● **Work to complete**
From the line containing "</instance>" down to the last line of the material below, copy each line exactly and leave out the rest.

● **Exercise data**

********

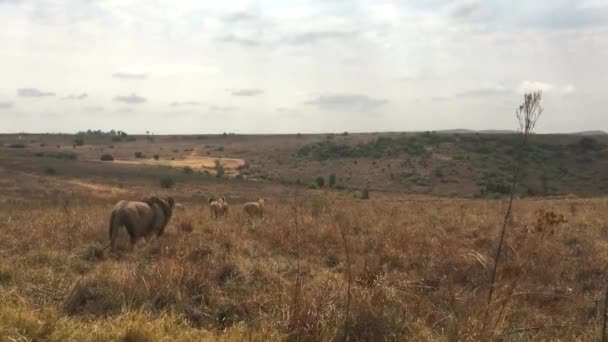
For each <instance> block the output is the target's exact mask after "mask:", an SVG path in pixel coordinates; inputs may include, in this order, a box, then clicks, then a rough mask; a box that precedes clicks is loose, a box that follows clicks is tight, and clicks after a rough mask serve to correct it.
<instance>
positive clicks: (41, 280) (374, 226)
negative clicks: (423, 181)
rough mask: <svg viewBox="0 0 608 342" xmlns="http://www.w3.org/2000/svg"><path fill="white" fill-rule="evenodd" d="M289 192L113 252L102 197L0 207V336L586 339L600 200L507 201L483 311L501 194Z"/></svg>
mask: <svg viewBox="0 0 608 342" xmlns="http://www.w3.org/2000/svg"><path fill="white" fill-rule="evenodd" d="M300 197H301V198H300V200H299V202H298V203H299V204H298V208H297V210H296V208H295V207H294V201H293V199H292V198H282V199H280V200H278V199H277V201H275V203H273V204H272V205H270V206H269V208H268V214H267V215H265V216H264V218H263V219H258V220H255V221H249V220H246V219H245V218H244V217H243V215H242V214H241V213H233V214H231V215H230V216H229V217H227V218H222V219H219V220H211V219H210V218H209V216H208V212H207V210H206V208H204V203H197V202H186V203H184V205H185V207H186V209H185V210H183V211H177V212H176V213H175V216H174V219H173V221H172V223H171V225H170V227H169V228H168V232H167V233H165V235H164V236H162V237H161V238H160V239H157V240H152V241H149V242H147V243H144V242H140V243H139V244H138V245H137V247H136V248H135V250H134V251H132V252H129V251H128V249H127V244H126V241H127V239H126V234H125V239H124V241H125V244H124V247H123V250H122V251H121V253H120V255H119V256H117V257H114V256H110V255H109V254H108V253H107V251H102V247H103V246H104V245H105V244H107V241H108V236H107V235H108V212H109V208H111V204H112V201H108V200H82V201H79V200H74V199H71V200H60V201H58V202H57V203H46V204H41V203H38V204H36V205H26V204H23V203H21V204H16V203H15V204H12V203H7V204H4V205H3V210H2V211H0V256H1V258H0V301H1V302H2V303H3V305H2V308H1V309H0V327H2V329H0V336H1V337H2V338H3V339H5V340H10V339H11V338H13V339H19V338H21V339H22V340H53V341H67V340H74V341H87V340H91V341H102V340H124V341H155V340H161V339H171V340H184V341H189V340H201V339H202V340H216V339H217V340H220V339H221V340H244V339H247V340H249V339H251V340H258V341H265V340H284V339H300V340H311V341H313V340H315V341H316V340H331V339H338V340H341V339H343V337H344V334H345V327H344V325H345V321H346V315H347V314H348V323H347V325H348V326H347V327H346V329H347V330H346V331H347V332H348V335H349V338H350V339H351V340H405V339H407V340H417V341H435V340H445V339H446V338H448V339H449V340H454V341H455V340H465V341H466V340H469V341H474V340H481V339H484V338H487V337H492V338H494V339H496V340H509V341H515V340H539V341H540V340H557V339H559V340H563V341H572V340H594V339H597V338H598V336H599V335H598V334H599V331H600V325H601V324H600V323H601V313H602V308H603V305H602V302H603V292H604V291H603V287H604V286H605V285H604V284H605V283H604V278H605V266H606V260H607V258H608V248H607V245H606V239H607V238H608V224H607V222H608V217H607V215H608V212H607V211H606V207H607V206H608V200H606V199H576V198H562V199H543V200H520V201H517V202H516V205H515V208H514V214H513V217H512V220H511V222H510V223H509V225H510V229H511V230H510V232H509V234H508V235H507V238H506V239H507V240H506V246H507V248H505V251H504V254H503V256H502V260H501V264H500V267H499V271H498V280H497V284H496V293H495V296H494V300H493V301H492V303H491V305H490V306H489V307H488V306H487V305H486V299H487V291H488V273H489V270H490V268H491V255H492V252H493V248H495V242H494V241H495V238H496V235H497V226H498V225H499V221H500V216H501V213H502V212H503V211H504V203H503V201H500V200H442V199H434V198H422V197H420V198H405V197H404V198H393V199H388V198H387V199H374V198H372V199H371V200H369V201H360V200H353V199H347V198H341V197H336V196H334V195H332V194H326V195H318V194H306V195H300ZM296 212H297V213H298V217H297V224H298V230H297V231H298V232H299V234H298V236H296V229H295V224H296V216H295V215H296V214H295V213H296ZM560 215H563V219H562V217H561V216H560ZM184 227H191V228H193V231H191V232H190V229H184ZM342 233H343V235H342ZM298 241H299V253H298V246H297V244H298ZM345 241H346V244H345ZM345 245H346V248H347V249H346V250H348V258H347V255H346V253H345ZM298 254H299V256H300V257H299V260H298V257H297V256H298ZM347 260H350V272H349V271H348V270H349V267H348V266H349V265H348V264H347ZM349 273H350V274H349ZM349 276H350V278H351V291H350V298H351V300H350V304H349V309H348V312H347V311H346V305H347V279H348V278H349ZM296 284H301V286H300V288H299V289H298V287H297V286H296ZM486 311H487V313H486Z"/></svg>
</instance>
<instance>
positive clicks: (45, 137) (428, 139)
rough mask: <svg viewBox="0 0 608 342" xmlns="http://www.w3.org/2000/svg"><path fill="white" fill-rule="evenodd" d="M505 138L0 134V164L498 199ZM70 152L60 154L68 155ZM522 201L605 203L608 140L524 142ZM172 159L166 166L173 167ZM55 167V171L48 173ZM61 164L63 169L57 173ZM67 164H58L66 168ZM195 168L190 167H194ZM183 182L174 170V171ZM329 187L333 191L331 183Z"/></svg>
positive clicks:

********

● **Output of the task**
</instance>
<instance>
positive clicks: (45, 137) (428, 139)
rough mask: <svg viewBox="0 0 608 342" xmlns="http://www.w3.org/2000/svg"><path fill="white" fill-rule="evenodd" d="M505 138L0 134V164L498 199ZM70 152L60 154L68 155ZM522 201L605 203L608 140L524 142ZM172 159L166 166L173 167ZM55 167V171L48 173ZM61 164L63 169L57 173ZM67 164H58L66 168ZM195 168L190 167H194ZM183 182L174 170V171ZM329 187L333 191L331 183Z"/></svg>
positive clicks:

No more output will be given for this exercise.